__Directions for this task__. Reproduce, exactly, the lines of the material below from the line containing "Target: blue mesh fencing" through the line containing "Target: dirt road", with both end lines included and nothing else.

__Data for the task__.

======

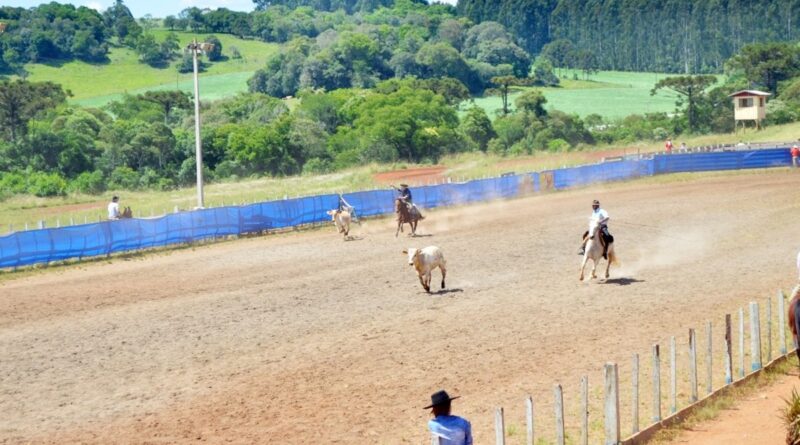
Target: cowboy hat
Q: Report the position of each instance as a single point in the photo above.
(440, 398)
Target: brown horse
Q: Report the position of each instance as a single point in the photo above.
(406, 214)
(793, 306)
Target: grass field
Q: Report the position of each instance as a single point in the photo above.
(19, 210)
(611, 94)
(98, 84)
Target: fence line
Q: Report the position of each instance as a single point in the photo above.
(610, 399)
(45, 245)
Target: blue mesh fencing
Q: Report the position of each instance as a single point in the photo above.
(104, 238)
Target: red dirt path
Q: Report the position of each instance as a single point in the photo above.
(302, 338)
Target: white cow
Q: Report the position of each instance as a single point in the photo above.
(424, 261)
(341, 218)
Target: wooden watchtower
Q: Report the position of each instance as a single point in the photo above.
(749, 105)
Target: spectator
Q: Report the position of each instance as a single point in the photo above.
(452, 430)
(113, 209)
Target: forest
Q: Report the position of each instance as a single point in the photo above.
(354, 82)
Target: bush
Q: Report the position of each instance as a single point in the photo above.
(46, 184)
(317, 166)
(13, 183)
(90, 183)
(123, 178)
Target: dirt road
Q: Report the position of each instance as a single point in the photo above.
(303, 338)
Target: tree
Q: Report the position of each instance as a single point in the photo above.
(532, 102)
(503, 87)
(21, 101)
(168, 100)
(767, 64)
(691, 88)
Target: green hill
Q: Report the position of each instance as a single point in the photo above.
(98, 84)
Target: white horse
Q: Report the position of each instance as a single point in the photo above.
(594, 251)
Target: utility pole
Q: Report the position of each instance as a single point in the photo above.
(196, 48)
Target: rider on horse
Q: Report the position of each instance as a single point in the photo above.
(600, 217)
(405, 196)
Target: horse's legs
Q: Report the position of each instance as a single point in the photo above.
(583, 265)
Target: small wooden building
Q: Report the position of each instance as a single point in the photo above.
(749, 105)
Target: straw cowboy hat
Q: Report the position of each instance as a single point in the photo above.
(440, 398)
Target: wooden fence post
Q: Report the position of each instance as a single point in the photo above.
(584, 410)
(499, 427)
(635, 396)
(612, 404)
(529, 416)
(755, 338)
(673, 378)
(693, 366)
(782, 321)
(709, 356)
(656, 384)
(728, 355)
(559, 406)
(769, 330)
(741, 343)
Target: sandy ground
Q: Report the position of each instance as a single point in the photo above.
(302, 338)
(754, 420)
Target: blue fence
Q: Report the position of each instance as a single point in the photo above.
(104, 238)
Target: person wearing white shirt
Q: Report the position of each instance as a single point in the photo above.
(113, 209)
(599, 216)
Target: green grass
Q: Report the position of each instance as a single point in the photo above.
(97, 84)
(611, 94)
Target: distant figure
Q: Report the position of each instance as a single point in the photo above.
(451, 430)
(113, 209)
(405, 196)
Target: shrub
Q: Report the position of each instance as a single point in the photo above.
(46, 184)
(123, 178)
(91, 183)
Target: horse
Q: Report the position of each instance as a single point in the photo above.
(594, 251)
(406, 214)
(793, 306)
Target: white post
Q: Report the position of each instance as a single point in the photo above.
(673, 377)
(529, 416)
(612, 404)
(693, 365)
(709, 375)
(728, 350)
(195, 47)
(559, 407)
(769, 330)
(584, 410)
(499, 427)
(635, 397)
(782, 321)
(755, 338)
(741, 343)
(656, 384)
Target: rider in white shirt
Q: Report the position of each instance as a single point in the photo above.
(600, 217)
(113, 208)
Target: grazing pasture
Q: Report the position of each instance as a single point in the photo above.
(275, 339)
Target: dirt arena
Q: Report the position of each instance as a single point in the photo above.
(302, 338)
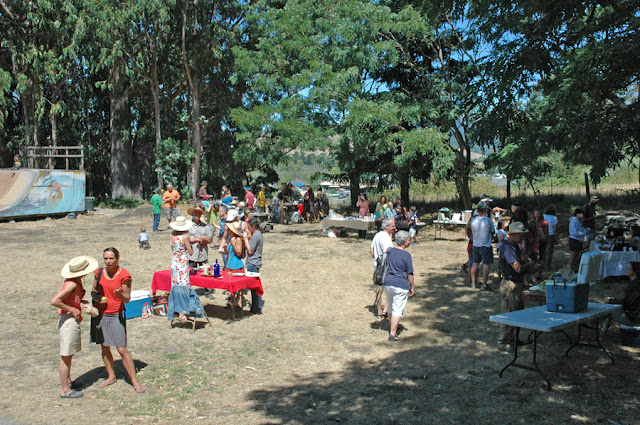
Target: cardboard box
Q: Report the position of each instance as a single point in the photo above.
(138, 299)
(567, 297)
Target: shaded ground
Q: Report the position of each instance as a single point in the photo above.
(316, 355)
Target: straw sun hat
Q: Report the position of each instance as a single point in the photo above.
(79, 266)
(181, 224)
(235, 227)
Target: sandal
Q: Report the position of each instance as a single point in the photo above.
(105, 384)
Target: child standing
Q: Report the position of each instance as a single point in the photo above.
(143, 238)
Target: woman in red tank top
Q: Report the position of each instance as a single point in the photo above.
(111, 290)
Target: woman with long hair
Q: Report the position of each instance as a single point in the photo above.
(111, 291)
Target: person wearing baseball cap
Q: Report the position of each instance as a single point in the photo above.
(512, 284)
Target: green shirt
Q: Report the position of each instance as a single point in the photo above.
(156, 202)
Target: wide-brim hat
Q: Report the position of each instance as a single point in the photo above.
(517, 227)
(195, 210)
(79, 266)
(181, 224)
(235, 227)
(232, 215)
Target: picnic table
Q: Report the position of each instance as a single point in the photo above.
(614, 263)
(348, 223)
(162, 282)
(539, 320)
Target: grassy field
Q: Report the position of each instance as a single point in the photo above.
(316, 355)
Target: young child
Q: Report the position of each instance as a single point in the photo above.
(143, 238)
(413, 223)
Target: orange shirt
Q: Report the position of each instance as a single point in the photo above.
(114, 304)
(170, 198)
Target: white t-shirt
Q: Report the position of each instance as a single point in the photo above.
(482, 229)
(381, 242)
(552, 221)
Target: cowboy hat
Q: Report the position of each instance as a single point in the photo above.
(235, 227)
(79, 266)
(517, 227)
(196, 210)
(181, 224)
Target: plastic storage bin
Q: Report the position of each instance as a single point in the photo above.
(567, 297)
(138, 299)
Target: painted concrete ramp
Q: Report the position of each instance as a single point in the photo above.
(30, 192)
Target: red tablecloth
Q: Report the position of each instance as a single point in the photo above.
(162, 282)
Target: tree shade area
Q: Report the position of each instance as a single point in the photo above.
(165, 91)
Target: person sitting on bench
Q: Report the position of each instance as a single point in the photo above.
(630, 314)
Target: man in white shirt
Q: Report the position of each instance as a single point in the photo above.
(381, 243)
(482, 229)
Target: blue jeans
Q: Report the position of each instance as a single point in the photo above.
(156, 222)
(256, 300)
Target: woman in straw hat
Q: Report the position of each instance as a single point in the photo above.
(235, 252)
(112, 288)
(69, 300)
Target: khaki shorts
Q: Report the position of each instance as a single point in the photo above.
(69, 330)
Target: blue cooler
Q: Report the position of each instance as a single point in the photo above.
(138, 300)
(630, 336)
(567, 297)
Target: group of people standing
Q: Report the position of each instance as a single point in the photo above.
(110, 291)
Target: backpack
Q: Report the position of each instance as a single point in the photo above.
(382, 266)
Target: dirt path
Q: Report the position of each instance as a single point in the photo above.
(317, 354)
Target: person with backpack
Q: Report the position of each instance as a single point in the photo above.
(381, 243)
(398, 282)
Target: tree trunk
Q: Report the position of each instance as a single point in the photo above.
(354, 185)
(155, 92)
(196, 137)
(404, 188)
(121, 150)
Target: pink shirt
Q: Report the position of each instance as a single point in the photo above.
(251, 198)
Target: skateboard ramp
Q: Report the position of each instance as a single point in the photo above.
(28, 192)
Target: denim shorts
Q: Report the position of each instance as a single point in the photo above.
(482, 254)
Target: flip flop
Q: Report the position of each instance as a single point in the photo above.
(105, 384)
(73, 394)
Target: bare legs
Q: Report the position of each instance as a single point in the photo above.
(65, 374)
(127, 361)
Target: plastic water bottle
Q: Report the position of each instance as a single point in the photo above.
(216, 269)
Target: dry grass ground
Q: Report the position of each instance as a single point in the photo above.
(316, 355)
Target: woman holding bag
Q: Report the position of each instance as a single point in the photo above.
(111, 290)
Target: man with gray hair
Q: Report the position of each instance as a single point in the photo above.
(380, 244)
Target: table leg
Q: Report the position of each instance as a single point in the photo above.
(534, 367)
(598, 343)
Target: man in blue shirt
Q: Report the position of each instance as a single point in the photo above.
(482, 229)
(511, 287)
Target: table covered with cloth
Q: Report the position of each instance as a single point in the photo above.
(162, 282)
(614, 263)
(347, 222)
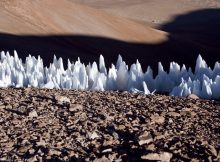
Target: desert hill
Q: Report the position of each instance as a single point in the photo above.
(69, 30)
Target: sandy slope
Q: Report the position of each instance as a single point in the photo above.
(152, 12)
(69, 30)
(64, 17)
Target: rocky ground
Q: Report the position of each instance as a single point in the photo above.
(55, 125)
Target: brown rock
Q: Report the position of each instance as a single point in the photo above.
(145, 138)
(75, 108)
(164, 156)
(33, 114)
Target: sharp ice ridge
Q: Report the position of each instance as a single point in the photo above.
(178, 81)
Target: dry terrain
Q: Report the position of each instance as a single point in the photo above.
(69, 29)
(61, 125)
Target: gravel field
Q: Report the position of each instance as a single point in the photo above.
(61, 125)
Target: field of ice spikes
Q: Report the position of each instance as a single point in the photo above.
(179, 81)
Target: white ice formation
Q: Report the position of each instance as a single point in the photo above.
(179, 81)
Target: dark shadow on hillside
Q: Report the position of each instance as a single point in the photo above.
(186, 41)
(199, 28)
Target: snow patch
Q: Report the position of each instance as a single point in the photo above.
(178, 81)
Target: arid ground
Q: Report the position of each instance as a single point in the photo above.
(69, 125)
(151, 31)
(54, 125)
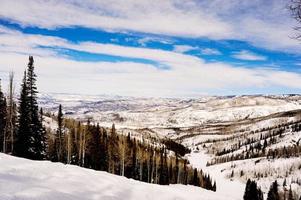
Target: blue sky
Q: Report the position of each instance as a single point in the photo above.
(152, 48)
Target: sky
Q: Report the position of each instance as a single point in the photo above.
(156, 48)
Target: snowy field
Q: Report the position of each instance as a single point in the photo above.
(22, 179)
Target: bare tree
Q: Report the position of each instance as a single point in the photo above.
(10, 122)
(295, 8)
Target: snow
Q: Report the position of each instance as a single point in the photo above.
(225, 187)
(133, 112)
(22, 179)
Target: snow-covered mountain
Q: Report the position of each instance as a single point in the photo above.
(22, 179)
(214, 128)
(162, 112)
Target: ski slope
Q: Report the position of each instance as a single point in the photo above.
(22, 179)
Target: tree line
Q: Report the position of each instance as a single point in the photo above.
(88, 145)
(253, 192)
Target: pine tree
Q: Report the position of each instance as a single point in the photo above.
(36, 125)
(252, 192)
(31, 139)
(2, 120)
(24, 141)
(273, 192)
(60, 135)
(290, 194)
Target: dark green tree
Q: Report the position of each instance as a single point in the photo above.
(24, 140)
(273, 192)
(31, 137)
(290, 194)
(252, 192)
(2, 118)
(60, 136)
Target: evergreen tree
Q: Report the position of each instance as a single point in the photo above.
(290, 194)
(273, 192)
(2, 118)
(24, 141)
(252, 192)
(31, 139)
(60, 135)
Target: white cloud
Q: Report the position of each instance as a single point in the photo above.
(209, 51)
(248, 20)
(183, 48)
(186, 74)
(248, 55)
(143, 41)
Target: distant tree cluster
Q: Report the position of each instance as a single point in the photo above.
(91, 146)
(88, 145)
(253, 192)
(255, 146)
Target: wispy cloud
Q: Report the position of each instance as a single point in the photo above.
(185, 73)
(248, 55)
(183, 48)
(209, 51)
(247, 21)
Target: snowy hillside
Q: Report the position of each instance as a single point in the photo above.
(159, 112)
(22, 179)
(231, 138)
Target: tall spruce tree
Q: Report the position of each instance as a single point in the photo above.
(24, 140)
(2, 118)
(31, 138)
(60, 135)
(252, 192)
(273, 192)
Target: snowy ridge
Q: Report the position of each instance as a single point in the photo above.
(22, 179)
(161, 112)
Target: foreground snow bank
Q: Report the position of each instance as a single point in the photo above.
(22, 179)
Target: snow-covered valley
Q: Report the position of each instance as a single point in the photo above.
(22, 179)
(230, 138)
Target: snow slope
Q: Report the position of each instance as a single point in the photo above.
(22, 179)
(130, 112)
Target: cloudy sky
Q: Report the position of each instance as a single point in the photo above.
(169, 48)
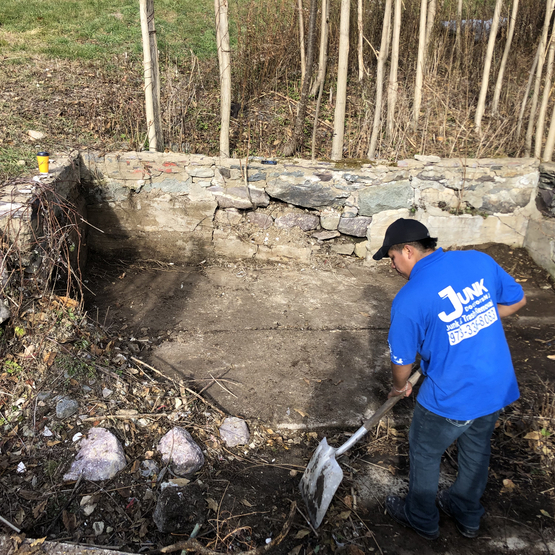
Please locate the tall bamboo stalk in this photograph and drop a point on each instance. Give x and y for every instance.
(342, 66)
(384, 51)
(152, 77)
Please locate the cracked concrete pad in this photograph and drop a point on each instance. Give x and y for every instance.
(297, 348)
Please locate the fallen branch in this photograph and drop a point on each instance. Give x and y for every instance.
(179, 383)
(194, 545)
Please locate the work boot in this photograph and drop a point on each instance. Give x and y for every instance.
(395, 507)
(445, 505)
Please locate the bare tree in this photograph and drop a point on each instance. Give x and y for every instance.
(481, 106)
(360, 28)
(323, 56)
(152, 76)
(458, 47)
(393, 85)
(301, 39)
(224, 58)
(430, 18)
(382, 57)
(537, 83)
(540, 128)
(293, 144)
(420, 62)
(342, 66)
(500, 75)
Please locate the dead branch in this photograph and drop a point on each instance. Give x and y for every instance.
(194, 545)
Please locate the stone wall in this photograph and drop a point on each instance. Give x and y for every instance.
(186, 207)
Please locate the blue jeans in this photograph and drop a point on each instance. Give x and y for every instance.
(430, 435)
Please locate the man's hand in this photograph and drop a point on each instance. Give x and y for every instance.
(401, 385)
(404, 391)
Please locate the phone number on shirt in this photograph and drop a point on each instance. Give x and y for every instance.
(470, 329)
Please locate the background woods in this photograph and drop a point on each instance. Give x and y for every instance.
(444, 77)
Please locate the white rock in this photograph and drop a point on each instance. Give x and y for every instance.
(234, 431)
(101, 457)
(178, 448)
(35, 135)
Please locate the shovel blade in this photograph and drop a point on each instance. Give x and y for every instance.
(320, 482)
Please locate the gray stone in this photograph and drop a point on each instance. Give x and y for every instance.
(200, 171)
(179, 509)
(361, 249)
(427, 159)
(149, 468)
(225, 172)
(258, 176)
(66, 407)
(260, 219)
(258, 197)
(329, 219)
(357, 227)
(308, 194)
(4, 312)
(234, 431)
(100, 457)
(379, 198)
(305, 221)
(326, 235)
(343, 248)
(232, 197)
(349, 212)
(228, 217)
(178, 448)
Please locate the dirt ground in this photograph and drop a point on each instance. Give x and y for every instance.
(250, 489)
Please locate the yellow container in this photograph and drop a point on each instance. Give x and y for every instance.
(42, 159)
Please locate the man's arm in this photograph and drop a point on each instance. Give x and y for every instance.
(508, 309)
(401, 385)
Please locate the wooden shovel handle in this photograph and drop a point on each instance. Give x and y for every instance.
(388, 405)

======

__Written response__.
Target: blue mesh fencing
Q: Report the position of each instance as a single point in the photo above.
(104, 238)
Target: red dirt path
Q: Report the position of each instance as a single point in the photo above.
(302, 338)
Target: white cow
Q: Report the position of each instance as a single point in the photo above.
(424, 261)
(341, 218)
Target: wooden watchtower
Q: Report the position of each instance as a single point in the photo above.
(749, 105)
Target: spectator
Q: Report the position of each instance as a single point in the photo above.
(452, 430)
(113, 209)
Target: forest
Q: Report the position of each instance as a single point in the photo above.
(354, 82)
Target: bush
Q: Report the position of each instance as a single point in the photo above.
(46, 184)
(317, 166)
(13, 183)
(90, 183)
(123, 178)
Target: dirt road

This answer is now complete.